(Dataset entries)
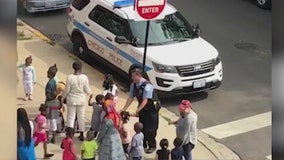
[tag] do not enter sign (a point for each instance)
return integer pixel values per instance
(149, 9)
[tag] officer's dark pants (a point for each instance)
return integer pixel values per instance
(150, 121)
(187, 148)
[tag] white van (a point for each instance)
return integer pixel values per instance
(178, 60)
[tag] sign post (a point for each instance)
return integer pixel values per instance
(146, 10)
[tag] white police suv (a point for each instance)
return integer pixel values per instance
(178, 60)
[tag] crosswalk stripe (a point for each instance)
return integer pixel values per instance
(239, 126)
(269, 157)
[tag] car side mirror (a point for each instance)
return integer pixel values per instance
(196, 29)
(121, 40)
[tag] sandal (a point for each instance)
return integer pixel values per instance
(48, 155)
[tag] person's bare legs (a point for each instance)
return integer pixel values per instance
(46, 155)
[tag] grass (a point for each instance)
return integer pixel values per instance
(50, 42)
(20, 24)
(22, 36)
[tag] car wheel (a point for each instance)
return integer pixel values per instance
(264, 4)
(80, 48)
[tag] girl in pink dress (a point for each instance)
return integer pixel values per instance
(39, 135)
(69, 152)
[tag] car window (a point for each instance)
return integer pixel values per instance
(172, 29)
(80, 4)
(110, 21)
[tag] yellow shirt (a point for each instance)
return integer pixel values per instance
(89, 148)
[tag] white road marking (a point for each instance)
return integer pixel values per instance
(269, 157)
(239, 126)
(142, 3)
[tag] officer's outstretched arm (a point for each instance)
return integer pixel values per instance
(128, 103)
(142, 105)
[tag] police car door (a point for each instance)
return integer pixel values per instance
(100, 43)
(119, 56)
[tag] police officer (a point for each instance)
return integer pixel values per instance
(147, 110)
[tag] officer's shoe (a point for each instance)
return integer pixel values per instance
(150, 150)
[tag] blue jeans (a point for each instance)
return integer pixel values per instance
(187, 151)
(137, 158)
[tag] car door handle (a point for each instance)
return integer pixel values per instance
(108, 38)
(87, 24)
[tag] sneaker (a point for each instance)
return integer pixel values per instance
(48, 155)
(150, 150)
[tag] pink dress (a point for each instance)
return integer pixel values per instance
(67, 155)
(40, 133)
(124, 134)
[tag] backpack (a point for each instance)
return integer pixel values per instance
(156, 102)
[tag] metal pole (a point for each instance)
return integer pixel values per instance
(145, 46)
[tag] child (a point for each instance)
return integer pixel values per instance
(110, 87)
(60, 120)
(29, 77)
(123, 130)
(163, 153)
(177, 152)
(69, 152)
(136, 147)
(52, 102)
(89, 147)
(97, 110)
(40, 131)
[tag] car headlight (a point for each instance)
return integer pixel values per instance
(164, 68)
(217, 61)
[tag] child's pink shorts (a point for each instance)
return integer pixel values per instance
(39, 137)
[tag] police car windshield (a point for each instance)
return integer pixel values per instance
(172, 29)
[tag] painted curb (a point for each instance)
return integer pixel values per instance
(220, 151)
(37, 33)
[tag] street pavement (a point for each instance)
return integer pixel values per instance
(242, 34)
(46, 54)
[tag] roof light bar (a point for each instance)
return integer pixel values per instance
(123, 3)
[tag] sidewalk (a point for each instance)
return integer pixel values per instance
(44, 55)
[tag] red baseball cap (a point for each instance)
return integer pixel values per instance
(184, 104)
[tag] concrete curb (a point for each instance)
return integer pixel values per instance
(220, 151)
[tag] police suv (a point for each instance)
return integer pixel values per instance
(178, 60)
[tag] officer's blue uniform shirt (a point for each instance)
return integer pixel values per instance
(148, 90)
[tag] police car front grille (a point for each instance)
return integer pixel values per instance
(191, 70)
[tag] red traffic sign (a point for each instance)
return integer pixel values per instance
(149, 9)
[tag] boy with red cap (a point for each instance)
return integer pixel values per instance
(186, 128)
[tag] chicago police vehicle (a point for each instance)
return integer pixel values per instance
(178, 60)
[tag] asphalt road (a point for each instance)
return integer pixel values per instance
(242, 34)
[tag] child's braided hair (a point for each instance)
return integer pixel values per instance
(125, 116)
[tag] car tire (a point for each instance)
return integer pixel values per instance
(80, 48)
(264, 4)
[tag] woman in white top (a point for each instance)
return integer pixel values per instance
(110, 87)
(76, 91)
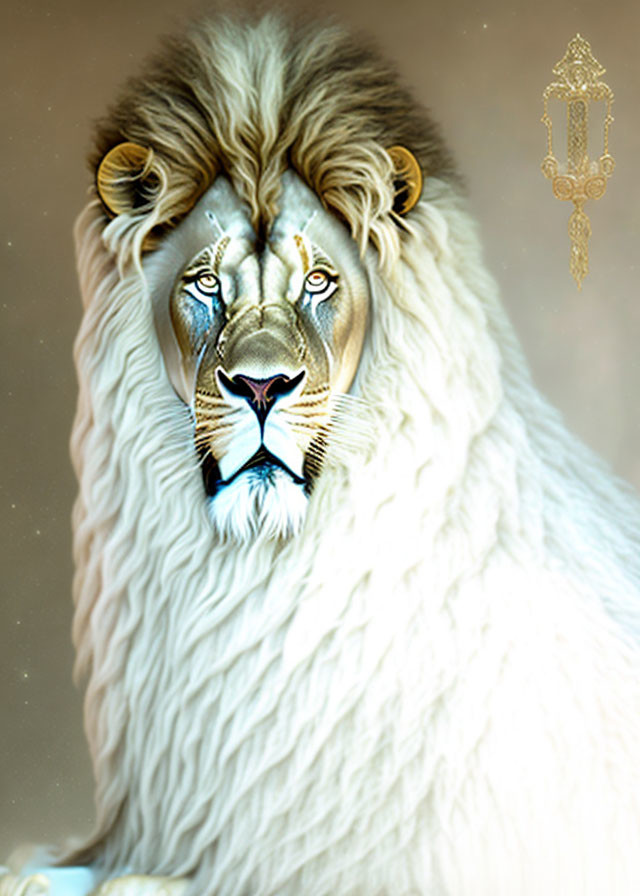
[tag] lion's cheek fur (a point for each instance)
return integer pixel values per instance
(410, 695)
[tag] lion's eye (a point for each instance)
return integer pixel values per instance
(319, 284)
(203, 286)
(207, 283)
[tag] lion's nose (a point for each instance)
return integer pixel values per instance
(261, 394)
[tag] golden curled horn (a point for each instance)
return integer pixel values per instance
(407, 179)
(118, 172)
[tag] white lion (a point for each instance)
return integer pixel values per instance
(357, 615)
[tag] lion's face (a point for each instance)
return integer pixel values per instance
(260, 338)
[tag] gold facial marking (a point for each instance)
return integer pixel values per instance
(302, 249)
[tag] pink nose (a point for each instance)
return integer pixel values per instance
(260, 393)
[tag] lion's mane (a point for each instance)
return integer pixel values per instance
(432, 689)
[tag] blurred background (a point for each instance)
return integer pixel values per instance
(481, 70)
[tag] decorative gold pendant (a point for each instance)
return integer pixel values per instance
(578, 179)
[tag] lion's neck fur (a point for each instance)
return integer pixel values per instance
(304, 717)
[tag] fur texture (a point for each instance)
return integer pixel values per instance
(434, 687)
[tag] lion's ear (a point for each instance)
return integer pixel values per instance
(407, 179)
(125, 179)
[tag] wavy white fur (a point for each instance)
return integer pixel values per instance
(432, 689)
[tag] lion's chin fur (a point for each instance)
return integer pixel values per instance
(258, 505)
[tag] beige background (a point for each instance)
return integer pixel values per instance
(481, 68)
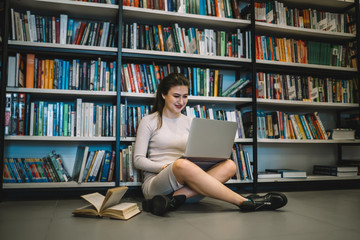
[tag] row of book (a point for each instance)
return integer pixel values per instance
(94, 165)
(306, 88)
(130, 118)
(241, 158)
(33, 72)
(100, 1)
(143, 78)
(128, 173)
(308, 52)
(24, 170)
(328, 170)
(226, 115)
(275, 12)
(218, 8)
(47, 118)
(174, 38)
(281, 125)
(26, 26)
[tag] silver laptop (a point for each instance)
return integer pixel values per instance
(210, 140)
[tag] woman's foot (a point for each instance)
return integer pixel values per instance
(160, 204)
(270, 201)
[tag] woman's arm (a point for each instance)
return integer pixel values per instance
(143, 135)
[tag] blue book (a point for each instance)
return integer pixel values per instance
(63, 80)
(153, 79)
(87, 165)
(11, 178)
(195, 82)
(106, 166)
(60, 74)
(61, 119)
(114, 76)
(202, 5)
(45, 112)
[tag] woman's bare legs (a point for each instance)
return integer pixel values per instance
(210, 183)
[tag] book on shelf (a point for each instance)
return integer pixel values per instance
(46, 169)
(109, 205)
(235, 87)
(336, 170)
(80, 162)
(75, 74)
(288, 173)
(185, 40)
(266, 175)
(278, 13)
(61, 29)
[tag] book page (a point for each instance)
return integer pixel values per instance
(96, 199)
(113, 197)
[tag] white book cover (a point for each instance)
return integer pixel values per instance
(133, 71)
(11, 71)
(85, 118)
(63, 28)
(50, 119)
(78, 116)
(31, 127)
(96, 167)
(91, 120)
(13, 29)
(30, 27)
(73, 123)
(114, 120)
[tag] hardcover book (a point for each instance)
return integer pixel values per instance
(108, 205)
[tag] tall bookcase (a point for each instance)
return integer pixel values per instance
(265, 153)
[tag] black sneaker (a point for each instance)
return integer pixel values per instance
(160, 204)
(270, 201)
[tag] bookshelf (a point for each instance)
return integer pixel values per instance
(261, 149)
(315, 151)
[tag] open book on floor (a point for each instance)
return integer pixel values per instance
(108, 205)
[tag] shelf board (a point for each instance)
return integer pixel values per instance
(235, 181)
(308, 179)
(263, 140)
(192, 99)
(127, 52)
(275, 28)
(303, 65)
(60, 139)
(237, 140)
(59, 47)
(322, 105)
(62, 92)
(154, 15)
(71, 184)
(72, 8)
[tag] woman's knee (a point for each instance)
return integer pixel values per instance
(230, 167)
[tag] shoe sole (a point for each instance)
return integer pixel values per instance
(275, 204)
(160, 205)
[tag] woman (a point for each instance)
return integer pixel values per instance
(169, 179)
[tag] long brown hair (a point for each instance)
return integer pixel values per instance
(171, 80)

▸ PROBLEM DESCRIPTION: Of the lines above, quote exactly those from the one with "[tag] car tire (a point for each instance)" through the one with "[tag] pink nose (a point for each instance)", ends included; pictures stay out.

▸ RESULT:
[tag] car tire (a point for each instance)
return integer pixel values per instance
(80, 48)
(264, 4)
[tag] woman in white top (a point for each instance)
return integer pixel values per instance
(110, 87)
(76, 91)
[tag] lion's cheek fur (a point for each instance)
return integer pixel values per instance
(410, 695)
[tag] lion's eye (a point for each instance)
return integer pixel values per instance
(319, 284)
(203, 286)
(207, 283)
[tag] lion's nose (a point for each instance)
return integer pixel values per instance
(261, 394)
[tag] golden curled horn (a point for each instance)
return integer pixel values per instance
(407, 179)
(118, 172)
[tag] white lion (a point for each instance)
return integer pixel values per instance
(357, 615)
[tag] lion's face (a point for each instance)
return integer pixel values per instance
(260, 338)
[tag] gold facial marking (a point for each instance)
return integer pixel values per instance
(302, 249)
[tag] pink nose (a point for each instance)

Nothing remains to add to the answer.